─── Source material
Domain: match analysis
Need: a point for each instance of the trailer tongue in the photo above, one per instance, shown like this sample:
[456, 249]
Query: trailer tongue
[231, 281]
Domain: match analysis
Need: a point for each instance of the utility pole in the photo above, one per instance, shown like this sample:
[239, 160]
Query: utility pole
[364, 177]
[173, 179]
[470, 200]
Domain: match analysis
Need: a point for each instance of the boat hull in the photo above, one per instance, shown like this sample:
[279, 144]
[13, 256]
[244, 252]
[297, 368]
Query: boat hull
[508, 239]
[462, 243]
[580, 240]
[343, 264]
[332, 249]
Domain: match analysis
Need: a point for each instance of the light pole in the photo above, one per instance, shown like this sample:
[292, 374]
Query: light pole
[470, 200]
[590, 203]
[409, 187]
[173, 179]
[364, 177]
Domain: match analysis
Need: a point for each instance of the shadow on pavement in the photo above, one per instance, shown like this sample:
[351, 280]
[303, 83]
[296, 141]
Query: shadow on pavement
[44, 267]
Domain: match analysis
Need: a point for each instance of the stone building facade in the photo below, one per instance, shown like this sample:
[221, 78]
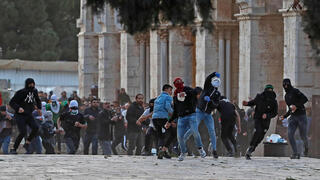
──────
**Exercise details**
What is needed here is how many lines of the entries contain "shown"; give that number alone.

**Finished exercise**
6